* **TASKS AND EXERCISES**:
#1 From the forum thread on extracting a substring with a batch for loop, quote word for word the passage that begins with the words containing "Let's say i" and ends with "i do that ?".
#2 Continue the forum thread on extracting a substring with a batch for loop, picking up right after its final line.

* **DOCUMENT EXCERPT**:
Page 1 of 1

using for loop and delims to extract a substring

Posted: 25 Apr 2019 16:24
by zedude
Hey guys,

I know this question has been asked several times but even when digging into different posts, i'm not able to apply answer to my specific question (and i certainly am not skilled enough with dos scripting as a matter of fact :D )

So, here we go

Let's say i have a variable called $html which contains this :
<source src="http://videos.dummysite.com/videos/video01.mp4" type="video/mp4"/>

Now, what i would like to do is to extract just the URL between the 1st 2 quotes so that in the end, i'm able to retrieve just this :
http://videos.dummysite.com/videos/video01.mp4

(note that it could be another video format than mp4, hence why i'm talking about extract the address between the 1st 2 quotes (not the quotes after the tag "type")

Does that make any sense to you guys ?
How can i do that ?

Re: using for loop and delims to extract a substring

Posted: 26 Apr 2019 08:45
by aGerman
Give that a go:

Code: Select all

@echo off &setlocal
set "$html=<source src="http://videos.dummysite.com/videos/video01.mp4" type="video/mp4"/>"
for /f tokens^=2^ delims^=^" %%i in ("%$html%") do echo %%i
pause
Steffen

Re: using for loop and delims to extract a substring

Posted: 26 Apr 2019 09:43
by Aacini

Code: Select all

@echo off
setlocal

set "$html=<source src="http://videos.dummysite.com/videos/video01.mp4" type="video/mp4"/>"

set "x=%$html: =" & set "%"

echo %src:~1,-1%
Antonio

Re: using for loop and delims to extract a substring

Posted: 26 Apr 2019 23:27
by penpen

Code: Select all

@echo off
setlocal
set "$html=<source src="http://videos.dummysite.com/videos/video01.mp4" type="video/mp4"/>"

[Pointing and labeling entries]
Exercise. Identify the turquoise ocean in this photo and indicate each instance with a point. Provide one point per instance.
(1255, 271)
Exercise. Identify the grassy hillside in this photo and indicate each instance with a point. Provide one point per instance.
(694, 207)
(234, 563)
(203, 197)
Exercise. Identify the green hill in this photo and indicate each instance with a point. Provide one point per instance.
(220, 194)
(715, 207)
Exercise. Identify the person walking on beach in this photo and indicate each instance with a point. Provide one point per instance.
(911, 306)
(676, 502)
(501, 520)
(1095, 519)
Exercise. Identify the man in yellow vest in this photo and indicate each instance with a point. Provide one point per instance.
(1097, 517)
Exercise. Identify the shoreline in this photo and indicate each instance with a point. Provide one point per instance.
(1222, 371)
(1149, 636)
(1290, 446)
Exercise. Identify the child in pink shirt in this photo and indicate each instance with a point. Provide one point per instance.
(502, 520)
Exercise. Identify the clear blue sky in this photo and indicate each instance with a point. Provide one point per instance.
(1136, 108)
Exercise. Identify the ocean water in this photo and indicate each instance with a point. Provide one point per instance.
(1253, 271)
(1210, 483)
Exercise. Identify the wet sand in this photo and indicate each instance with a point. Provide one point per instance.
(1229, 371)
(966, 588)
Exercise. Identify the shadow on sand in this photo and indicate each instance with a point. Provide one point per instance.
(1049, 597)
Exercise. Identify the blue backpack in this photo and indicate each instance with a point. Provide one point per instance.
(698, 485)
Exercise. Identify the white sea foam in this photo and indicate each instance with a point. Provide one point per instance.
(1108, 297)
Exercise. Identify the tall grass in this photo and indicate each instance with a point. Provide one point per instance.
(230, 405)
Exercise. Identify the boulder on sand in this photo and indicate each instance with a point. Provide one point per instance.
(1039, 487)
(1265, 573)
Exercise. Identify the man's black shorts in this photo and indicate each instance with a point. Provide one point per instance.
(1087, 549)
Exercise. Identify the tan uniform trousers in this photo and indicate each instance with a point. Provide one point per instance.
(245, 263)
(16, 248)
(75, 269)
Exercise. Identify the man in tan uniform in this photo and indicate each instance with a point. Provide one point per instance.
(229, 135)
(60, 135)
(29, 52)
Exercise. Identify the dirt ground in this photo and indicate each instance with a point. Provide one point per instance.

* **TASK-BY-TASK OUTPUTS**:
#1
Let's say i have a variable called $html which contains this :
<source src="http://videos.dummysite.com/videos/video01.mp4" type="video/mp4"/>

Now, what i would like to do is to extract just the URL between the 1st 2 quotes so that in the end, i'm able to retrieve just this :
http://videos.dummysite.com/videos/video01.mp4

(note that it could be another video format than mp4, hence why i'm talking about extract the address between the 1st 2 quotes (not the quotes after the tag "type")

Does that make any sense to you guys ?
How can i do that ?

#2
set %$html: type=<%nul <nul
echo(%src%
penpen

Re: using for loop and delims to extract a substring

Posted: 30 Apr 2019 06:28
by zedude
Thanks a lot for all those reply

I realize that, just posting a question without giving the full picture doesn'l allow me to fully use your answers
I apology for that
So, here are the details.

My full script has the following purpose : browse through an Ascii file containing a list of html page / downloading those page / searching for the unique pattern "source src=" which gives me the URL of a video, and then, downloading the video itself

For the moment, my script looks like this :

Code: Select all

set /a PAGE=80
set /a NBVID=1
setlocal ENABLEDELAYEDEXPANSION

for /F "tokens=*" %%a in (Pages.txt) do (
	curl -o !PAGE!-!NBVID!.html %%a --cacert cacert.pem -b cookies.txt --silent

	for /f "tokens=3 delims== " %%b in ('findstr /c:"source src=" !PAGE!-!NBVID!.html') do (
		curl -o !PAGE!-!NBVID!.mp4 %%~b --cacert cacert.pem -b cookies.txt --silent
As you can see, the downloaded page is locally named after a naming convention Page-Nbvid.html (and so is the final video name)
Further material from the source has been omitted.